[begin Excerpt]

JW: In my Q & A with Xujun Eberlein, she mentions a book, The Gadfly, which she read before coming to the United States and assumed was well known here, then is surprised to find it was not. Did you have any similar experiences when you came to study at Yale?
HG: Yes, The Gadfly was a very popular book among my parents’ generation. So was How the Steel Was Tempered, a socialist realist novel by Nikolai Ostrovsky on Russian Civil War. I found out after going to the U.S. that neither was widely read in the West.
An experience of mine that paralleled Eberlein’s involves Who Moved My Cheese. I was very surprised to learn during my second year in the United States that only one out of my 14 classmates in my high school English seminar had even heard of the book, which was first published in America and became hugely popular in China at the beginning of the 2000s, when the translated version first came out. It tells the story of four characters – two dwarfs and two mice – who run in a maze in search of cheese hidden among its various bends and corners. Each embodies a personality type and the characters react to difficulties and changes they encounter in their cheese hunt in different ways, leading to varying outcomes for them. The book can be seen as a business parable or a motivational guide that aims to teach readers the best ways to cope with change in their work and life.

[end Excerpt]
[begin Data extract]

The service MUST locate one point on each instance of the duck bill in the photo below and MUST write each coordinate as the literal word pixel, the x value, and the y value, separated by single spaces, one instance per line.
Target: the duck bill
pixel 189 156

[end Data extract]

### Task requirements
1. According to the interview, how many of the 14 classmates in the high school English seminar had heard of Who Moved My Cheese?
2. Using the interview, explain why the characters in Who Moved My Cheese end up with varying outcomes.
3. Duplicate the part of the interview starting at "HG: Yes, The" and ending at "in the West.".
The data after the interview is separate material.

### Per-task outputs
1. Only one of the 14 classmates had heard of it.

2. Each character embodies a personality type. The characters react in different ways to the difficulties and changes they meet while hunting for cheese, and this leads to varying outcomes for them.

3.
HG: Yes, The Gadfly was a very popular book among my parents’ generation. So was How the Steel Was Tempered, a socialist realist novel by Nikolai Ostrovsky on Russian Civil War. I found out after going to the U.S. that neither was widely read in the West.